• [TASK DETAILS]
Rewrite the material below, starting with the line that contains "Locate every instance of the black and" and going on through the end, requests included. Multiply every coordinate in the answers by 0.75 and round to whole numbers, halves up, but leave the numbers in the requests and their format samples as they are.

• [RECORD LIST]
┌──

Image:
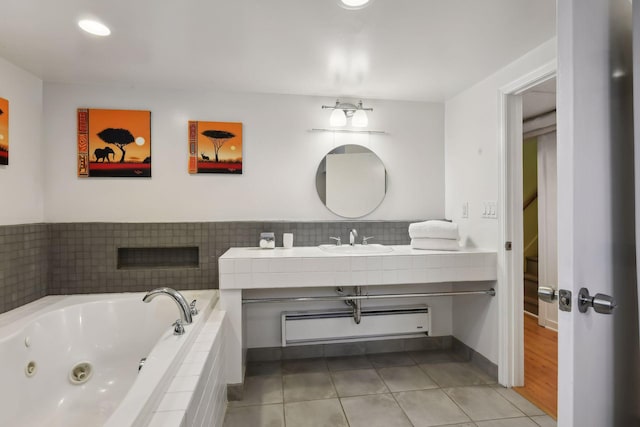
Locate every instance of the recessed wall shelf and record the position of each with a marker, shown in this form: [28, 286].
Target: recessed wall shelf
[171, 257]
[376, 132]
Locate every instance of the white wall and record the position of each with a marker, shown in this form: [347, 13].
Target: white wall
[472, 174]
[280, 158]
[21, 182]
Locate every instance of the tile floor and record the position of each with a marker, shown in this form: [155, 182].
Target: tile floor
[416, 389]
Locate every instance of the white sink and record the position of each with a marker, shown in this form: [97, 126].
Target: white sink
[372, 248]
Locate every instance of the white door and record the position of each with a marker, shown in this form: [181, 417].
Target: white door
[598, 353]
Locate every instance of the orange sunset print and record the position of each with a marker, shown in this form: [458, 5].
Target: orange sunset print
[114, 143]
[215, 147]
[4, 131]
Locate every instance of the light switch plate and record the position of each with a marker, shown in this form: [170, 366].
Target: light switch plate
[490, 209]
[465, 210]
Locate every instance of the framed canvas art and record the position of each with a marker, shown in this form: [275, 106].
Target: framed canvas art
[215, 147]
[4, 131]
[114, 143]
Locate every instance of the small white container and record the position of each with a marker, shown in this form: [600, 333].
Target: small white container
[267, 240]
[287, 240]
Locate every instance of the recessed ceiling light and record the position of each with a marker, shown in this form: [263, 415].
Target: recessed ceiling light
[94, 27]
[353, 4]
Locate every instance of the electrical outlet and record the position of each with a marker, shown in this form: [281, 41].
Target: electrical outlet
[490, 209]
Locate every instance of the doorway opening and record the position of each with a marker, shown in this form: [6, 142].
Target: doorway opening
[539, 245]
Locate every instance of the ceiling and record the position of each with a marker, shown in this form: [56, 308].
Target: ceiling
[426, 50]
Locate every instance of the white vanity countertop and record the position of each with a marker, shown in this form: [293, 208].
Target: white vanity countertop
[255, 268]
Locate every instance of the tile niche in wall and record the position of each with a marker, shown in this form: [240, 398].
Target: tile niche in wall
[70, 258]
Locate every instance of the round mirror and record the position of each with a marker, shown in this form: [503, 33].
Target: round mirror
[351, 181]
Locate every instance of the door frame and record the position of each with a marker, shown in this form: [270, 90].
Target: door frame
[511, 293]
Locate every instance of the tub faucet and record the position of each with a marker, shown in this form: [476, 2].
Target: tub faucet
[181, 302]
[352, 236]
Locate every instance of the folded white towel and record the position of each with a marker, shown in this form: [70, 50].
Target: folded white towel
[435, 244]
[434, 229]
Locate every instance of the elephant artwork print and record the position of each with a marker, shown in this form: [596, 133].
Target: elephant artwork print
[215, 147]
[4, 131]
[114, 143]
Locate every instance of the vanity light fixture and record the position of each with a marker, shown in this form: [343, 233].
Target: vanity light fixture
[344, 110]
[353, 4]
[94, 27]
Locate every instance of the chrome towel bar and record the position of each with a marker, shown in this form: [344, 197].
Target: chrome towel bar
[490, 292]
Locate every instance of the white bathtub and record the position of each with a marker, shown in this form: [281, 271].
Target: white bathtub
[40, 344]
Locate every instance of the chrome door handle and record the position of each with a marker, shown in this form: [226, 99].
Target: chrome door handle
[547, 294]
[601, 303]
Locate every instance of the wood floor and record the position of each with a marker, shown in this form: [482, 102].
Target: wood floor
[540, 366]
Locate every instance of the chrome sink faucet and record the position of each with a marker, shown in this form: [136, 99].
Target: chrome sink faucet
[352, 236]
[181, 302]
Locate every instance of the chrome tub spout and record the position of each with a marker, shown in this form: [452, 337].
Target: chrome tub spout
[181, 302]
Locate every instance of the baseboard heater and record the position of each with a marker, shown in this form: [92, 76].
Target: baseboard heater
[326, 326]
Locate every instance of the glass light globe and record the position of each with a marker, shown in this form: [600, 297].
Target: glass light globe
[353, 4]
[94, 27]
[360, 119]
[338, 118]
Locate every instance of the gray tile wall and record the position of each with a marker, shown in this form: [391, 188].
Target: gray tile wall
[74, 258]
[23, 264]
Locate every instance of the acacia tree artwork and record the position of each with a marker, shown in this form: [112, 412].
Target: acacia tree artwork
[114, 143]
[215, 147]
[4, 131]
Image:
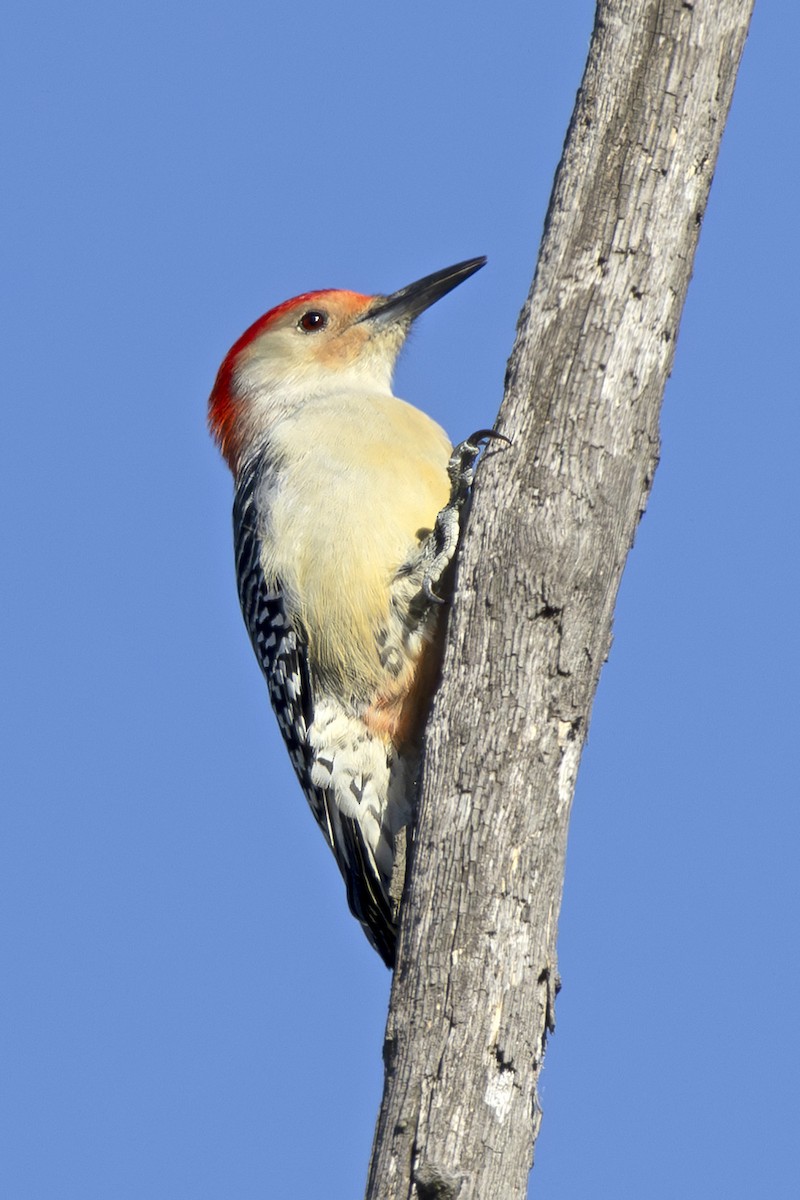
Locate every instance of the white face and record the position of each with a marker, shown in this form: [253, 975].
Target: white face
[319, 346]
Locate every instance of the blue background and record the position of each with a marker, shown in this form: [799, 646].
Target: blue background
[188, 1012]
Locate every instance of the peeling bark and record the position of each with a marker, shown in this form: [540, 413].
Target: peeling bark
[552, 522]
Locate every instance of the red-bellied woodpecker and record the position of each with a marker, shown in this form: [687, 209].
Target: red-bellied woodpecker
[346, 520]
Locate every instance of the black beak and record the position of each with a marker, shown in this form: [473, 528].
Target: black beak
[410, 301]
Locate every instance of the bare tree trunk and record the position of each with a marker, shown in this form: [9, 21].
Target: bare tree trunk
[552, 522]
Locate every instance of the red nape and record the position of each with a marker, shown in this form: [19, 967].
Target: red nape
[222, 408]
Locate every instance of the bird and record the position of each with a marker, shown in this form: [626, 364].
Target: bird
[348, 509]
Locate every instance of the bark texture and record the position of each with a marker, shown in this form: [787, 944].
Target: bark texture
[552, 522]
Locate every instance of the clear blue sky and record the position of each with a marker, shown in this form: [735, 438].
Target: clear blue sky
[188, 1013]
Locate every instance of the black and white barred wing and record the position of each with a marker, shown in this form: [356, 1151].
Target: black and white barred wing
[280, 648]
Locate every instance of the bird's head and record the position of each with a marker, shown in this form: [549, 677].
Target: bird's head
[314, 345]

└──

• [SOLUTION FOR THIS PROBLEM]
Locate every instance of the black and white barred wing and record the position of each with a marker, shown in this form: [356, 1151].
Target: black and white barred wing
[210, 486]
Locate every instance of the bird's head and record the position of each with a marker, shown in this form: [549, 677].
Target: bird's head
[236, 259]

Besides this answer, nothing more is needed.